-------- Records supplied --------
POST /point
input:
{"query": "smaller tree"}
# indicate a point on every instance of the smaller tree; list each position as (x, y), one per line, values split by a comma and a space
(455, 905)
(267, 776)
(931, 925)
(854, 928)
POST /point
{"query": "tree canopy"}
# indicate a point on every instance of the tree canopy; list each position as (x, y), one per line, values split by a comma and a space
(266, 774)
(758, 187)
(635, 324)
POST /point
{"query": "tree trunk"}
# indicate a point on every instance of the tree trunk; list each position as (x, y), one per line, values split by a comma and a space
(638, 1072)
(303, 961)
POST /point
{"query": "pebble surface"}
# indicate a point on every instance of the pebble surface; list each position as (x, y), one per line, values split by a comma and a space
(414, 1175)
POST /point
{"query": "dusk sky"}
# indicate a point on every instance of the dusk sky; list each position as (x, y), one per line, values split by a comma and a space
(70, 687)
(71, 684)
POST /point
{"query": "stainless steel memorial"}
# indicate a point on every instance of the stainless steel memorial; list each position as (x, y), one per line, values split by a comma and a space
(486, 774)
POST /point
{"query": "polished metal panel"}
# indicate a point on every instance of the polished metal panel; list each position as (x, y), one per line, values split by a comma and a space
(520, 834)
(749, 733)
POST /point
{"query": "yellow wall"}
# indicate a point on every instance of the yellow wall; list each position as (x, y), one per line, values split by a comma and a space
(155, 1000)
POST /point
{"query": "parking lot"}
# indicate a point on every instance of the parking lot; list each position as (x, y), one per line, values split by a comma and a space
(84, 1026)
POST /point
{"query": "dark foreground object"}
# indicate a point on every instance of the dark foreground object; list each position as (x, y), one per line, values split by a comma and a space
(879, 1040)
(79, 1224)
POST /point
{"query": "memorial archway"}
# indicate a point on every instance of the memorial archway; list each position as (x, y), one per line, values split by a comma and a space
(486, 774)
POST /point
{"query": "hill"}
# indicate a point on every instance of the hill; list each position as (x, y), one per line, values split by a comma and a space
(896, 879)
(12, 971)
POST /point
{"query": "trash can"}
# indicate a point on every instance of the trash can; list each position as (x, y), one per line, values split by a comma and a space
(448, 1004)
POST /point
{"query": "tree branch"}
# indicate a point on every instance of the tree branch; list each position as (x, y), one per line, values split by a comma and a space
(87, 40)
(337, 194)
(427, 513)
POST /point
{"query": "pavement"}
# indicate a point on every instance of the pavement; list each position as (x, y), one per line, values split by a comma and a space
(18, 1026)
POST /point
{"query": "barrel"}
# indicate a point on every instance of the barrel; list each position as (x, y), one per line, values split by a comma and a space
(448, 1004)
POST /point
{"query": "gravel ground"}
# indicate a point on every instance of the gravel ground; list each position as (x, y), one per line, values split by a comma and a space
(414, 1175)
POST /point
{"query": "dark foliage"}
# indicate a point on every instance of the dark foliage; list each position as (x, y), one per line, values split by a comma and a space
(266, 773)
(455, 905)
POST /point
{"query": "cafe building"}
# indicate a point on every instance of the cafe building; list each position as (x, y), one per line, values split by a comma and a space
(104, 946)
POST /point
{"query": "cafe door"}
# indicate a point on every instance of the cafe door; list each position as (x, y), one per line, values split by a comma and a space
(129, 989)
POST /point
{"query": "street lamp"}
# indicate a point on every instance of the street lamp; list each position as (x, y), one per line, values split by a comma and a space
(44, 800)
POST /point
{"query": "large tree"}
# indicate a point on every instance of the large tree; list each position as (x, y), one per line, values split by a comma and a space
--------
# Prompt
The entries above must be returned in full, exactly as shown.

# Solution for this exercise
POST /point
input:
{"query": "smaller tree"}
# indicate a point on every instance of the smaller tree; list each position as (x, y), one per line, values split by a comma and a space
(455, 905)
(267, 776)
(931, 925)
(854, 928)
POST /point
{"query": "tree canopy"}
# indicate a point on every instance of the tree canopy; list each position as (x, y), one per line, values split by a comma and a space
(266, 774)
(758, 187)
(635, 324)
POST /point
{"query": "tree trunk"}
# indicate a point on every instance of the tree trunk; list each position as (x, y), one per line, values split by a comma and a space
(638, 1072)
(303, 961)
POST /point
{"query": "pebble surface"}
# indicate a point on every instance of the pebble surface; list each position as (x, y), one per line, values split by a comma and a space
(414, 1175)
POST /point
{"query": "dusk sky"}
# indicate a point on every instance of the dusk sky; list each position as (x, y), one per line, values split by a comma and a space
(70, 687)
(71, 684)
POST /point
{"query": "stainless steel memorial"}
# indicate a point on every instance of the stainless steel memorial; list each position as (x, y), one per line, values split by a comma and a space
(486, 774)
POST /point
{"query": "polished metal panel"}
# indicate a point on every instance of the polished metal panel; list each position as (x, y), one per line, values split by a comma and a space
(520, 834)
(749, 733)
POST /point
{"query": "yellow wall"}
# indicate a point on every instance of the yellow wall; list each position as (x, y), one per line, values split by a comma and a space
(155, 1000)
POST /point
{"query": "parking lot"}
# indicate a point on every instance of the parking lot; list each position as (x, y), one per line, values split by a comma and a space
(84, 1026)
POST /point
{"query": "dark foreground object"}
# indicate a point on every instance of the dark foreground object; list each position as (x, y), one per line, values split by a comma and a space
(879, 1040)
(79, 1224)
POST /point
{"query": "memorial archway"}
# indicate a point on every instance of the memorial archway; list each position as (x, y), one per line, values split by a comma and a space
(486, 774)
POST /point
{"query": "hill"}
# indicate a point on every instance of the hill; list each position as (x, y), one per line, values split by a comma and a space
(896, 879)
(12, 971)
POST /point
{"query": "trash can"}
# indicate a point on every instance of the trash can; list each position as (x, y), one per line, values split by a comma and a space
(448, 1004)
POST /point
{"query": "tree branch"}
# indicate a point on every instance of the tree branch; list each position as (x, y), one per line, values split by a comma and a space
(87, 40)
(337, 194)
(427, 513)
POST /point
{"query": "pavement"}
# indicate a point on every instance of the pavement; list each position as (x, y), one per line, values split by a comma and a space
(18, 1026)
POST /point
{"query": "barrel"}
# indicate a point on every instance of the barrel; list each position as (x, y), one per line, values split by a comma and a space
(448, 1004)
POST /point
{"query": "gravel ground"}
# indicate a point on every instance of the gravel ground; list each position as (x, y), one per line, values split by a comma and a space
(414, 1175)
POST /point
{"query": "dark foliage"}
# indicate a point on every instance of the dark foliage; list each position as (x, y), one per line, values split by a comma and a space
(266, 773)
(455, 905)
POST /point
{"query": "cafe building"}
# indicate a point on every instance of the cafe building; list each position as (x, y), one per line, values split by a comma and a space
(104, 946)
POST /point
{"query": "cafe door"}
# indicate a point on every instance of the cafe door; list each position as (x, y), one per line, values split by a comma and a space
(129, 989)
POST /point
{"query": "street lamp"}
# indicate a point on every instance of the street lamp; list each position as (x, y), one per line, values split by a comma and a space
(44, 800)
POST /point
{"query": "large tree"}
# indicate a point on every instance of the large tree; list each position as (x, y), one per line, values split by a comma and a space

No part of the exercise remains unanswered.